▸ The problem:
Each line of the material below should be reproduced exactly.

▸ Extracted entries:
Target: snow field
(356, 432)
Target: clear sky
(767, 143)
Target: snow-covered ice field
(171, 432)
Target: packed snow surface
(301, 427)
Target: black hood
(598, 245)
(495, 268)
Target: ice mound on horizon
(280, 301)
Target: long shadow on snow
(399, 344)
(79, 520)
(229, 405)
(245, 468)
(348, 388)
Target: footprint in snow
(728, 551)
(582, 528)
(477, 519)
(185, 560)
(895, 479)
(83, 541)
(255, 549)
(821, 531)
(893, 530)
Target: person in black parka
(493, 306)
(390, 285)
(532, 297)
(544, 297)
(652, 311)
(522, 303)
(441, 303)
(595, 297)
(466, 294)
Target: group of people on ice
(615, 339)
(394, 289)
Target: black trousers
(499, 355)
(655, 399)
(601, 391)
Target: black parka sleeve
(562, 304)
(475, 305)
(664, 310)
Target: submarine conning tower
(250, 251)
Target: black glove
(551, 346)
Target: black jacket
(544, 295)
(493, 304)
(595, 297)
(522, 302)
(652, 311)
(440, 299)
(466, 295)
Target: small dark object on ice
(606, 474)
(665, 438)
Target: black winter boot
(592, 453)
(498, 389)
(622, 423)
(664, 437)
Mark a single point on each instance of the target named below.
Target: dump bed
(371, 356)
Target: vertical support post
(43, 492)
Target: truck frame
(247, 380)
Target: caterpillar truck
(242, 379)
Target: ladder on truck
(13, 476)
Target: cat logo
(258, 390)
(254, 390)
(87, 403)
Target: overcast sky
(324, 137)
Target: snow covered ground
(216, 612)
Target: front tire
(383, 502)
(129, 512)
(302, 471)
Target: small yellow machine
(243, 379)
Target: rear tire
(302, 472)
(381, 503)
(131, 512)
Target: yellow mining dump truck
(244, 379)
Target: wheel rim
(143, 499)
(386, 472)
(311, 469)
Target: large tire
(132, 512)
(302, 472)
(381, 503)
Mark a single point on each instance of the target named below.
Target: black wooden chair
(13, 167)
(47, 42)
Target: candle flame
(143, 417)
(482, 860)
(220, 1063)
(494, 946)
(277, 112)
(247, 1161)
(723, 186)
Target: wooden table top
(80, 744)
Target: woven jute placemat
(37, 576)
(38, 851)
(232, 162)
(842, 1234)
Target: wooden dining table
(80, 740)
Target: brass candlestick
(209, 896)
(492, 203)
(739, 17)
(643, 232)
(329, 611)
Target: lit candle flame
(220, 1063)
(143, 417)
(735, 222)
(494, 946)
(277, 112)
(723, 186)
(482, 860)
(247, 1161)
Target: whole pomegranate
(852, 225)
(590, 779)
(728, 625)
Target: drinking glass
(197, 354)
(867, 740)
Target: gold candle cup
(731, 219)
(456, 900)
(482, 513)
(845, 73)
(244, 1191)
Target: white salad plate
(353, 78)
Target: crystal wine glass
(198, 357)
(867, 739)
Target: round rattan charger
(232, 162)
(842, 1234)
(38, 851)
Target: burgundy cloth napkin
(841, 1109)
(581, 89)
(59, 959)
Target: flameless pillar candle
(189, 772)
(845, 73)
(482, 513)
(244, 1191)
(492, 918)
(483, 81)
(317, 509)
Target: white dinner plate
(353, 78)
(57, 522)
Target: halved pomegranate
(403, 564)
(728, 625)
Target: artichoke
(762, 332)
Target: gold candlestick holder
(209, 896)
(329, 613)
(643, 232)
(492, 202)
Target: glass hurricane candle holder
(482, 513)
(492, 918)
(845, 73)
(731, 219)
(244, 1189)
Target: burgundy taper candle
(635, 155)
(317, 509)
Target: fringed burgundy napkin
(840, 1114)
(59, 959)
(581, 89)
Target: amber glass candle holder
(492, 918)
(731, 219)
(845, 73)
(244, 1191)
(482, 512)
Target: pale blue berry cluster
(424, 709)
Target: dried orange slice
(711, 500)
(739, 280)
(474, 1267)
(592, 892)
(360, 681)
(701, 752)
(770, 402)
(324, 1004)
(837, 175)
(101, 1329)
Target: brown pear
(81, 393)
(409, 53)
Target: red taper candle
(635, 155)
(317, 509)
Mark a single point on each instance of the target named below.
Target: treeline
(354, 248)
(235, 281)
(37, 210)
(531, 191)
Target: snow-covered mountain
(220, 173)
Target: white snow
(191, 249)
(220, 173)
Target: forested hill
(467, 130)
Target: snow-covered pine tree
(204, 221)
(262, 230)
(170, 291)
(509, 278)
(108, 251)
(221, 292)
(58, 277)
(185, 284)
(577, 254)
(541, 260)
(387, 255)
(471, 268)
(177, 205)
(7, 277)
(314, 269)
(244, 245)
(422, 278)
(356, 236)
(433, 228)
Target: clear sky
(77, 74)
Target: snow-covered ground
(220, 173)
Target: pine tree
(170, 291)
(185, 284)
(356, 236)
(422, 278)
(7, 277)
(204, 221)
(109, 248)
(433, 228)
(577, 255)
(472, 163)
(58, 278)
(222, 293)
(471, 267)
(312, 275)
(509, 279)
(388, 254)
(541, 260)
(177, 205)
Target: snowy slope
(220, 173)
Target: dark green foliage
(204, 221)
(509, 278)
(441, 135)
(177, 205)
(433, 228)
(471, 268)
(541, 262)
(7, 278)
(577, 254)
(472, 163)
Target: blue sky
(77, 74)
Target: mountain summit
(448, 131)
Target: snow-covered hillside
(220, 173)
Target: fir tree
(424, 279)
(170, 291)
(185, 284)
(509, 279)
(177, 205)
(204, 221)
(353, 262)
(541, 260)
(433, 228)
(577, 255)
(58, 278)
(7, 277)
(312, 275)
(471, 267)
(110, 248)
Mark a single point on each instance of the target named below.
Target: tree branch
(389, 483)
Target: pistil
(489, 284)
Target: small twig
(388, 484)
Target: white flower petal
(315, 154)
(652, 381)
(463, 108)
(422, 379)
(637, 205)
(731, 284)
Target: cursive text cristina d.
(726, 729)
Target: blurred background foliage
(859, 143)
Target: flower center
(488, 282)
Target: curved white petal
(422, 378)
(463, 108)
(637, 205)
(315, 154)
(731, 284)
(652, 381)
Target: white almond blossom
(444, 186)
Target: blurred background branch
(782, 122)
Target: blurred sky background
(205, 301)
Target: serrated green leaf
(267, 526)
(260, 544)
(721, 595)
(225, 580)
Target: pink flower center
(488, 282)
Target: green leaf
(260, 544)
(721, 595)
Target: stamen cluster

▸ Result:
Target: snow field
(356, 432)
Target: clear sky
(767, 143)
Target: snow-covered ice field
(171, 432)
Target: packed snow surface
(301, 427)
Target: black hood
(598, 245)
(495, 268)
Target: ice mound on horizon
(280, 301)
Target: long shadow on snow
(399, 344)
(79, 520)
(229, 405)
(245, 468)
(348, 388)
Target: footprint in snow
(728, 551)
(582, 528)
(477, 519)
(185, 560)
(895, 479)
(83, 541)
(255, 549)
(821, 531)
(893, 530)
Target: person in black parka
(493, 306)
(390, 285)
(532, 297)
(544, 297)
(652, 311)
(522, 303)
(441, 303)
(595, 297)
(466, 294)
Target: group of people on ice
(615, 339)
(394, 289)
Target: black trousers
(499, 355)
(655, 399)
(601, 391)
Target: black parka sleeve
(562, 304)
(475, 305)
(664, 310)
Target: submarine conning tower
(250, 251)
Target: black glove
(551, 346)
Target: black jacket
(544, 295)
(493, 304)
(595, 297)
(522, 302)
(652, 311)
(440, 299)
(466, 295)
Target: small dark object on ice
(606, 474)
(665, 438)
Target: black winter boot
(592, 453)
(498, 389)
(622, 423)
(664, 437)
Mark a single point on each instance of the target named below.
Target: dump bed
(371, 356)
Target: vertical support post
(43, 492)
Target: truck frame
(247, 380)
Target: caterpillar truck
(242, 379)
Target: ladder on truck
(13, 476)
Target: cat logo
(258, 390)
(254, 390)
(87, 403)
Target: overcast sky
(324, 137)
Target: snow covered ground
(216, 612)
Target: front tire
(383, 502)
(129, 512)
(302, 471)
Target: small yellow machine
(243, 379)
Target: rear tire
(302, 472)
(381, 503)
(131, 512)
Target: yellow mining dump truck
(244, 379)
Target: wheel rim
(143, 499)
(386, 472)
(311, 469)
Target: large tire
(132, 512)
(302, 472)
(381, 503)
Mark a single point on each instance of the target named below.
Target: black wooden chair
(13, 167)
(47, 42)
Target: candle flame
(143, 417)
(482, 860)
(220, 1063)
(494, 946)
(277, 112)
(247, 1161)
(723, 186)
Target: wooden table top
(80, 744)
Target: woven jute placemat
(37, 576)
(38, 851)
(232, 162)
(842, 1234)
Target: wooden dining table
(80, 740)
Target: brass candlestick
(209, 896)
(492, 203)
(739, 17)
(643, 232)
(329, 611)
Target: lit candle flame
(220, 1063)
(143, 417)
(735, 222)
(494, 946)
(277, 112)
(723, 186)
(482, 860)
(247, 1161)
Target: whole pomegranate
(852, 225)
(590, 779)
(728, 625)
Target: drinking glass
(197, 354)
(867, 740)
Target: gold candle cup
(731, 219)
(456, 900)
(482, 513)
(845, 73)
(244, 1191)
Target: white salad plate
(353, 78)
Target: crystal wine glass
(198, 357)
(867, 739)
Target: round rattan charger
(232, 162)
(842, 1234)
(38, 851)
Target: burgundy cloth napkin
(841, 1109)
(581, 89)
(59, 959)
Target: flameless pillar candle
(189, 772)
(845, 73)
(482, 513)
(244, 1191)
(492, 918)
(483, 81)
(317, 509)
Target: white dinner plate
(353, 78)
(57, 522)
Target: halved pomegranate
(403, 564)
(728, 625)
Target: artichoke
(762, 332)
Target: gold candlestick holder
(209, 896)
(329, 613)
(643, 232)
(492, 202)
Target: glass hurricane candle holder
(482, 513)
(492, 918)
(845, 73)
(731, 219)
(244, 1189)
Target: burgundy taper candle
(635, 155)
(317, 509)
Target: fringed burgundy napkin
(840, 1114)
(59, 959)
(581, 89)
Target: amber glass candle holder
(492, 918)
(731, 219)
(845, 73)
(244, 1191)
(482, 512)
Target: pale blue berry cluster
(424, 709)
Target: dried orange slice
(711, 500)
(739, 280)
(474, 1267)
(592, 892)
(360, 681)
(701, 752)
(770, 402)
(324, 1004)
(837, 175)
(101, 1329)
Target: brown pear
(81, 393)
(409, 53)
Target: red taper candle
(635, 155)
(317, 509)
Mark a single point on each instance of the target named below.
Target: treeline
(354, 248)
(235, 281)
(37, 210)
(531, 191)
Target: snow-covered mountain
(220, 173)
Target: white snow
(191, 249)
(220, 173)
Target: forested hill
(467, 130)
Target: snow-covered pine tree
(204, 221)
(262, 230)
(170, 291)
(509, 278)
(108, 251)
(221, 292)
(58, 277)
(185, 284)
(577, 254)
(541, 260)
(387, 255)
(471, 268)
(177, 205)
(7, 277)
(314, 269)
(244, 245)
(422, 278)
(356, 236)
(433, 228)
Target: clear sky
(77, 74)
Target: snow-covered ground
(220, 173)
Target: pine tree
(170, 291)
(185, 284)
(356, 236)
(422, 278)
(7, 277)
(204, 221)
(109, 248)
(433, 228)
(577, 255)
(472, 163)
(58, 278)
(222, 293)
(471, 267)
(312, 275)
(509, 279)
(388, 254)
(541, 260)
(177, 205)
Target: snowy slope
(220, 173)
Target: dark green foliage
(204, 221)
(509, 278)
(441, 135)
(177, 205)
(433, 228)
(471, 268)
(541, 262)
(7, 278)
(577, 254)
(472, 163)
Target: blue sky
(77, 74)
Target: mountain summit
(448, 131)
Target: snow-covered hillside
(220, 173)
Target: fir tree
(424, 279)
(170, 291)
(185, 284)
(509, 279)
(177, 205)
(204, 221)
(353, 262)
(541, 260)
(433, 228)
(577, 255)
(58, 278)
(7, 277)
(312, 275)
(471, 267)
(110, 248)
Mark a single point on each instance of the target named below.
Target: tree branch
(389, 483)
Target: pistil
(489, 284)
Target: small twig
(388, 484)
Target: white flower petal
(315, 154)
(652, 381)
(463, 108)
(422, 379)
(637, 205)
(731, 284)
Target: cursive text cristina d.
(726, 729)
Target: blurred background foliage
(859, 143)
Target: flower center
(488, 282)
Target: curved white petal
(422, 378)
(463, 108)
(637, 205)
(315, 154)
(731, 284)
(652, 381)
Target: white almond blossom
(444, 186)
Target: blurred background branch
(782, 122)
Target: blurred sky background
(205, 301)
Target: serrated green leaf
(267, 526)
(260, 544)
(721, 595)
(225, 580)
Target: pink flower center
(488, 282)
Target: green leaf
(260, 544)
(721, 595)
Target: stamen cluster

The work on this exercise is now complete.